■ Article:
★ ★ ★ ★ ★

Étude de cas : la «Fashion Valley» tessinoise
18 octobre 2016
En une vingtaine d’années, une vraie « Fashion Valley » s’est développée au Tessin. Plusieurs marques internationales de l’industrie vestimentaire, notamment actives dans les segments du sport et du luxe, ont installé des filiales dans le canton transalpin. Armani, Guess, Hugo Boss ou le groupe français Kering, propriétaire de célèbres marques comme Puma et Gucci : tous ces grands noms de la mode y disposent d’une ou de plusieurs sociétés. Au total, au moins 27 groupes du secteur de l’habillement ont pris leurs quartiers au Tessin depuis 1997.
En dépit de sa croissance rapide, la « Fashion Valley » tessinoise est restée à l’écart des projecteurs. La presse s’est peu intéressée à son essor, et les sociétés restent discrètes lorsqu’il s’agit de détailler leurs affaires. Selon l’un des rares articles consacrés, dans la presse nationale, au développement de ce secteur au Tessin, son chiffre d’affaires avoisinait les 12 milliards de francs en 2012, soit dix fois plus que celui de l’industrie des machines et des métaux. D’après le gouvernement tessinois, ce secteur serait par ailleurs devenu «le plus important pour le canton en termes de recettes fiscales directes et indirectes» (cf. prise de position du Conseil d’État tessinois au sujet de la troisième réforme de la fiscalité des entreprises, p. 2). Il rapporterait quelque 90 millions de francs par an aux caisses publiques, impôt fédéral excepté. Ces recettes représenteraient, pour 2011, plus du tiers des revenus cantonaux générés par l’imposition des sociétés.

★ ★ ★ ★ ★

■ Lignes de données:
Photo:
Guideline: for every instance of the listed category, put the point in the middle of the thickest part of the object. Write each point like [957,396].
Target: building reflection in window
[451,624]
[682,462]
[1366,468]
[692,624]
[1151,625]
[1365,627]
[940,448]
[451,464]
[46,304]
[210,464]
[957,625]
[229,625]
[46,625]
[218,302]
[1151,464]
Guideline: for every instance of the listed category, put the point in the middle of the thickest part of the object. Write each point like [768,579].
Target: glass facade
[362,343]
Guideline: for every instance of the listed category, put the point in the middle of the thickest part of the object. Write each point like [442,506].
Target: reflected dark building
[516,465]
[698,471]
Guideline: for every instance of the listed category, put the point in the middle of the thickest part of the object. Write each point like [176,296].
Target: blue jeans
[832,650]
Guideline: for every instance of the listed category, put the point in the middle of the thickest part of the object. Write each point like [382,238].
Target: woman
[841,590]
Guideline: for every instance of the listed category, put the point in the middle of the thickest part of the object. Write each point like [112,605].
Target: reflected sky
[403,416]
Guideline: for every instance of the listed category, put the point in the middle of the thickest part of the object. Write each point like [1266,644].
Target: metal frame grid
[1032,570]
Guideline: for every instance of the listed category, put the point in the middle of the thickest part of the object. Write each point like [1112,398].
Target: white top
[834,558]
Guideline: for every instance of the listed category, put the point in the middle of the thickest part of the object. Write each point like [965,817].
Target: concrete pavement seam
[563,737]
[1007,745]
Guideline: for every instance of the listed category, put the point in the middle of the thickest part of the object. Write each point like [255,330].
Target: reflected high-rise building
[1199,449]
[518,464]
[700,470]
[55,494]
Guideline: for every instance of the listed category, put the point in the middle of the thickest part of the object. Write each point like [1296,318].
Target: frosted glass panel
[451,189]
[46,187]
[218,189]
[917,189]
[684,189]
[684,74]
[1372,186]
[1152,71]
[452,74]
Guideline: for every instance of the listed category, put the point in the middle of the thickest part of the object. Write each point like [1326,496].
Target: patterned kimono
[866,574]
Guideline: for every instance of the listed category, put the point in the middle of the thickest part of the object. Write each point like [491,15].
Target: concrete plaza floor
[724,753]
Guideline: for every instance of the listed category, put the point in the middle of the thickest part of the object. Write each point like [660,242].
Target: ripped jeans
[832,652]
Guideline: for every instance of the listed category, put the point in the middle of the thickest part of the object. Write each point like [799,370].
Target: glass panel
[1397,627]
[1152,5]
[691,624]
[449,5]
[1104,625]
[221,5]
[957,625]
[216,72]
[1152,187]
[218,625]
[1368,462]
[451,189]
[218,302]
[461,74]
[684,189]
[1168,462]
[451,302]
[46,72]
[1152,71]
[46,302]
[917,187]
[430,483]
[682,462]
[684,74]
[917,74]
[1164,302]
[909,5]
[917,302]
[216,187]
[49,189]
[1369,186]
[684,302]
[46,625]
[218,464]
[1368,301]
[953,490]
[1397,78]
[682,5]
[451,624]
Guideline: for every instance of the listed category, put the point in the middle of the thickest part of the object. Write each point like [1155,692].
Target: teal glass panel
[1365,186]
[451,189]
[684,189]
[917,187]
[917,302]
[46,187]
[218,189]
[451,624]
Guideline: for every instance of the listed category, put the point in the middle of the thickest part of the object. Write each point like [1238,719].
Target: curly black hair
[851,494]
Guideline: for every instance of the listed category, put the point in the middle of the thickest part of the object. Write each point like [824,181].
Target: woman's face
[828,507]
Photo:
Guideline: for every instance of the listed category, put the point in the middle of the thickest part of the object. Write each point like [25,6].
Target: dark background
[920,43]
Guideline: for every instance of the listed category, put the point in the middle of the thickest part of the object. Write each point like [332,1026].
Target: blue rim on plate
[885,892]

★ ★ ★ ★ ★

■ Exercice court 1:
Veuillez relever tous les noms de marques et de groupes de mode cités dans l'article.
■ Exercice court 2:
Poursuivez l'article sur la « Fashion Valley » tessinoise après sa dernière phrase.
Les enregistrements n'ont aucun rôle ici.

■ Résultat 1:
Armani, Guess, Hugo Boss, Kering, Puma, Gucci

■ Résultat 2:
Cannibalisme fiscal « made in Tessin »
Par le passé, le Tessin disposait d’une importante industrie textile. Celle-ci occupe encore près de 2000 personnes aujourd’hui, dont la majorité travaille pour Consitex SA, la société de fabrication du groupe Zegna, active dans la région depuis la fin des années 1970. Cette entreprise fait toutefois figure d’exception. En effet, les géants de la mode installés au Tessin ne sont pas venus pour y domicilier leurs activités de production, mais, avant tout, parce que ce canton leur offre des modalités de taxation avantageuses leur permettant de rapatrier – via des transactions intragroupes – les bénéfices réalisés dans les pays de distribution et de production et de les y fiscaliser à des taux très bas. Pour le plus grand plaisir de leurs actionnaires, dont les profits sont ainsi maximisés. Comme en témoignent leurs buts sociaux inscrits au Registre du commerce, le modèle d’affaires de ces sociétés consiste principalement à administrer, depuis le Tessin, le droit des marques, les revenus des licences et des droits de commercialisation, de fabrication, de propriété industrielle et intellectuelle du groupe auquel elles appartiennent ou encore les participations à des filiales étrangères.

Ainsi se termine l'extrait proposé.